Passage provided
+===+

Cost-based feature selection for network model choice.

Selecting a small set of informative features from a large number of possibly noisy candidates is a challenging problem with many applications in machine learning and approximate Bayesian computation. In practice, the cost of computing informative features also needs to be considered. This is particularly important for networks because the computational costs of individual features can span several orders of magnitude. We addressed this issue for the network model selection problem using two approaches. First, we adapted nine feature selection methods to account for the cost of features. We show for two classes of network models that the cost can be reduced by two orders of magnitude without considerably affecting classification accuracy (proportion of correctly identified models). Second, we selected features using pilot simulations with smaller networks. This approach reduced the computational cost by a factor of 50 without affecting classification accuracy. To demonstrate the utility of our approach, we applied it to three different yeast protein interaction networks and identified the best-fitting duplication divergence model. Supplemental materials, including computer code to reproduce our results, are available online.

Framework for converting mechanistic network models to probabilistic models.

There are two prominent paradigms for the modelling of networks: in the first, referred to as the mechanistic approach, one specifies a set of domain-specific mechanistic rules that are used to grow or evolve the network over time; in the second, referred to as the probabilistic approach, one describes a model that specifies the likelihood of observing a given network. Mechanistic models (models developed based on the mechanistic approach) are appealing because they capture scientific processes that are believed to be responsible for network generation; however, they do not easily lend themselves to the use of inferential techniques when compared with probabilistic models. We introduce a general framework for converting a mechanistic network model (MNM) to a probabilistic network model (PNM). The proposed framework makes it possible to identify the essential network properties and their joint probability distribution for some MNMs; doing so makes it possible to address questions such as whether two different mechanistic models generate networks with identical distributions of properties, or whether a network property, such as clustering, is over- or under-represented in the networks generated by the model of interest compared with a reference model. The proposed framework is intended to bridge some of the gap that currently exists between the formulation and representation of mechanistic and PNMs. We also highlight limitations of PNMs that need to be addressed in order to close this gap.

+===+

Data block
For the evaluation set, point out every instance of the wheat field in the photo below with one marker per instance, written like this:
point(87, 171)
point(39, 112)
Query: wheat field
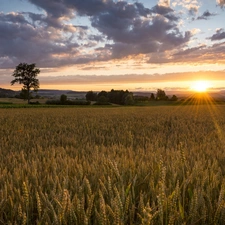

+===+

Answer these questions from the passage on network models:
1. How many feature selection methods were adapted to account for the cost of features?
2. By what factor did selecting features with pilot simulations on smaller networks cut the computational cost?
3. In the probabilistic approach, what does the model specify?
Please answer using only the passage above, not the lines.

1. Nine.
2. By a factor of 50.
3. The likelihood of observing a given network.